**Requirement:** Copy the entries below verbatim, starting at the line that contains "Greenhouse-scouting request: tag the alloy" and continuing through the final line of the entries.

>>>

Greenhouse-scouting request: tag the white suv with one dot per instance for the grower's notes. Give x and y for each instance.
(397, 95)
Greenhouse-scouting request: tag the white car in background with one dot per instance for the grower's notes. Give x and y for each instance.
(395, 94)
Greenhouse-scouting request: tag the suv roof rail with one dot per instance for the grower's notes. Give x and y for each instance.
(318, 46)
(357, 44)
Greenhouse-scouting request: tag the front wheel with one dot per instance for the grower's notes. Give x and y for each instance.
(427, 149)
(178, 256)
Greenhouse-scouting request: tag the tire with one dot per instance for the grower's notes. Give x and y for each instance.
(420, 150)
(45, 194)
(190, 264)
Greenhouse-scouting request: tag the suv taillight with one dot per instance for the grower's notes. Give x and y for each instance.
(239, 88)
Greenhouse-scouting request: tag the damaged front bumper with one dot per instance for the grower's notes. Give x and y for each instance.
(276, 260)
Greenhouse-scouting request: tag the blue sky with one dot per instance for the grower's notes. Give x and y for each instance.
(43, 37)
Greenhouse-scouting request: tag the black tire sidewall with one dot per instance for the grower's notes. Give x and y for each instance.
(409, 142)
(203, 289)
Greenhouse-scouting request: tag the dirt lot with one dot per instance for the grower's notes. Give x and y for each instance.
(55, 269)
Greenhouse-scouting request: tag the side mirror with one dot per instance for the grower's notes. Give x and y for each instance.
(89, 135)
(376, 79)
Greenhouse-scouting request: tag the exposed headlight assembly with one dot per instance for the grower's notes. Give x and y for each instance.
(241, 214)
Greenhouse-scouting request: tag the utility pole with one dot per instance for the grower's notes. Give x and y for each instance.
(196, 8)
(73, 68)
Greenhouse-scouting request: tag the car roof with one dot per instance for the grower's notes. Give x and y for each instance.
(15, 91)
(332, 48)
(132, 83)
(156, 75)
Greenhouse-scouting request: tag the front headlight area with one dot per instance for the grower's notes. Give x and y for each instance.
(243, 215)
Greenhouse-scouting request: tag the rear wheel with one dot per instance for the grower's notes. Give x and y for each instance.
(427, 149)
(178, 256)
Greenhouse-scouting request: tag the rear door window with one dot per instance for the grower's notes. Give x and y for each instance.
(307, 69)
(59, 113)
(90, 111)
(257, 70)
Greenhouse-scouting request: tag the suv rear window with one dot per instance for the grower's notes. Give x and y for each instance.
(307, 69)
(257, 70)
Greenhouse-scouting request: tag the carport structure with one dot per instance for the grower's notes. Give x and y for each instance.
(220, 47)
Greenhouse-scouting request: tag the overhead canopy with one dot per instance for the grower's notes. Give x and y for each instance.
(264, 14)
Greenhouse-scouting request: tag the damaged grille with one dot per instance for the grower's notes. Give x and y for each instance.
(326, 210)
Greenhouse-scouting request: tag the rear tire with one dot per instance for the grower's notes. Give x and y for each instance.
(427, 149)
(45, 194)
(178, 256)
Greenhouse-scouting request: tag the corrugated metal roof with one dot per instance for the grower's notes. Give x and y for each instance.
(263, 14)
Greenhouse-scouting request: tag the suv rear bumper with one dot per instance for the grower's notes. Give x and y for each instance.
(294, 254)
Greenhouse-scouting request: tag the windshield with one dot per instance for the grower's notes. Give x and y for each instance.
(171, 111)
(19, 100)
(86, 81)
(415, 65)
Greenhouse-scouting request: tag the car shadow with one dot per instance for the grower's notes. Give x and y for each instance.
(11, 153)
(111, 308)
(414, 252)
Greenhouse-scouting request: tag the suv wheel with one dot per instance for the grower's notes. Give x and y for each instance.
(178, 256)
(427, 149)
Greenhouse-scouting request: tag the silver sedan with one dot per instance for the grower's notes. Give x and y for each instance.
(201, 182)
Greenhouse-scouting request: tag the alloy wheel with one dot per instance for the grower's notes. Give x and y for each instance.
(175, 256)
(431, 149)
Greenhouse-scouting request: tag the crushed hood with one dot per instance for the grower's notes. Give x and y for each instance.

<<<

**Exercise output:**
Greenhouse-scouting request: tag the alloy wheel with one dot per instance for the grower's notes. Give x and y for each instance.
(175, 256)
(431, 149)
Greenhouse-scouting request: tag the crushed hood with one dot per instance for the grower's notes. Give x and y for each instance.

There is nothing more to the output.